Data in this exercise Block Start
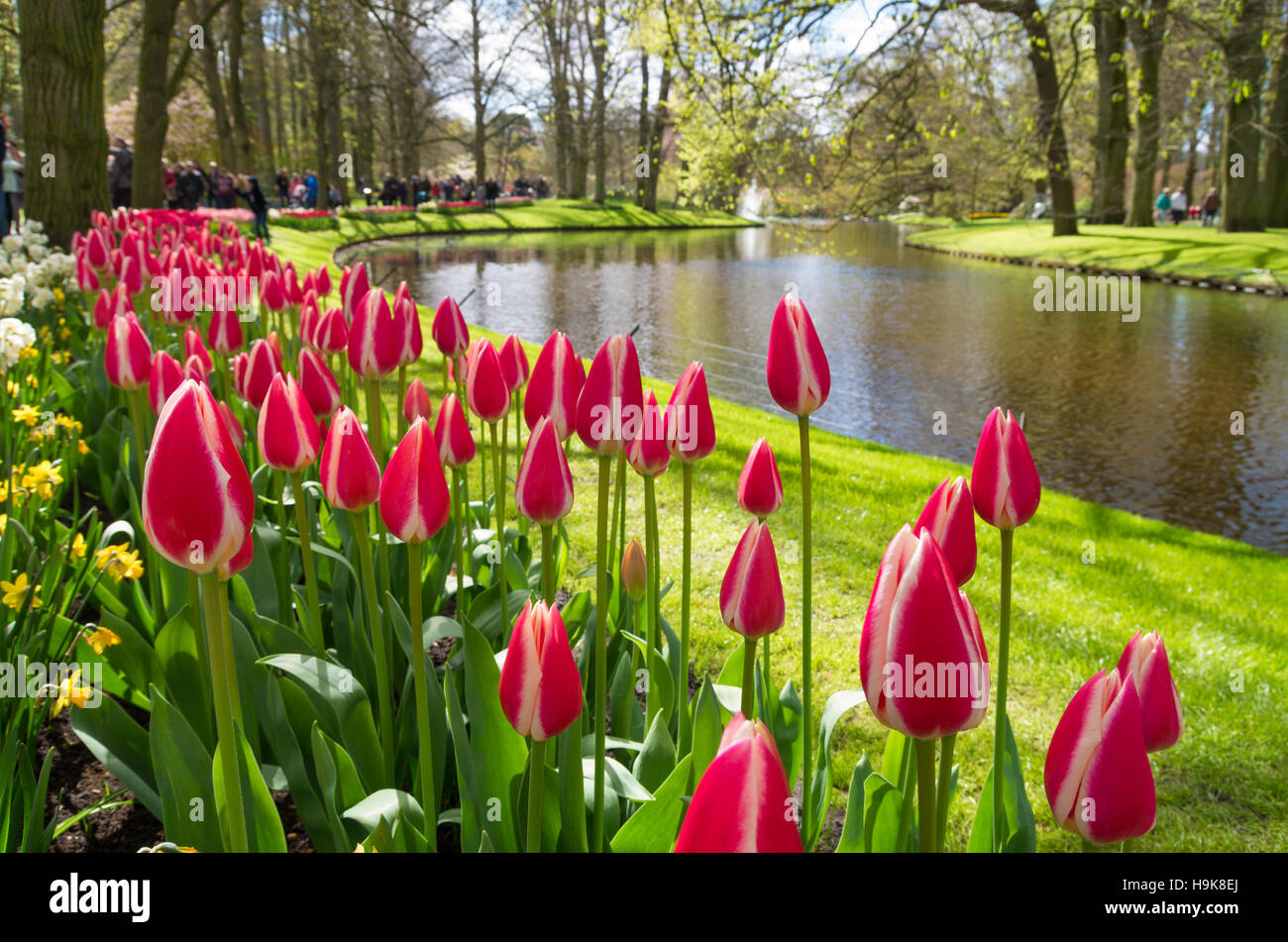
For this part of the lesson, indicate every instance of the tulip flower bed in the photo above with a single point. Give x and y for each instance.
(355, 580)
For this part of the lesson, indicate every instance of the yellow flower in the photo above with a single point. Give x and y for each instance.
(16, 592)
(71, 691)
(101, 639)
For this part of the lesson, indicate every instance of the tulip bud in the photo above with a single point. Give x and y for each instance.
(449, 330)
(416, 403)
(163, 378)
(544, 489)
(949, 516)
(751, 594)
(540, 684)
(634, 571)
(1004, 481)
(128, 354)
(1145, 661)
(413, 499)
(197, 501)
(374, 341)
(1096, 774)
(691, 430)
(613, 396)
(738, 805)
(351, 477)
(797, 366)
(484, 383)
(452, 434)
(921, 657)
(288, 435)
(760, 489)
(554, 386)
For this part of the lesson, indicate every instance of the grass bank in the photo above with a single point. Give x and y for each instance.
(1189, 253)
(1223, 607)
Data in this exercise Block End
# Exercise prompt
Set the preceding data down again word for word, omitting images.

# Result for this task
For this part of the lesson, indicate every instance of the tulip flower bed in the photo above with a single point. Give x and y for each instance.
(355, 580)
For this part of the lesson, indicate every instance of the yellow flower in the photo above with a single point. Give x and y for each instance.
(16, 592)
(71, 691)
(101, 639)
For this part of the lesson, indicate every instance of the tulip bud in the photo above with a single point. Give x and y for each instance.
(449, 330)
(416, 403)
(163, 378)
(544, 489)
(949, 516)
(751, 594)
(540, 684)
(634, 571)
(1004, 481)
(128, 354)
(1145, 661)
(413, 499)
(197, 501)
(374, 341)
(1096, 774)
(691, 430)
(613, 396)
(738, 805)
(351, 477)
(797, 366)
(484, 383)
(452, 434)
(921, 657)
(288, 435)
(760, 489)
(554, 386)
For this part of the lesson, indicate every instance of the grass bank in the photo above with a single point. Give x and y for each instance.
(1189, 253)
(1223, 607)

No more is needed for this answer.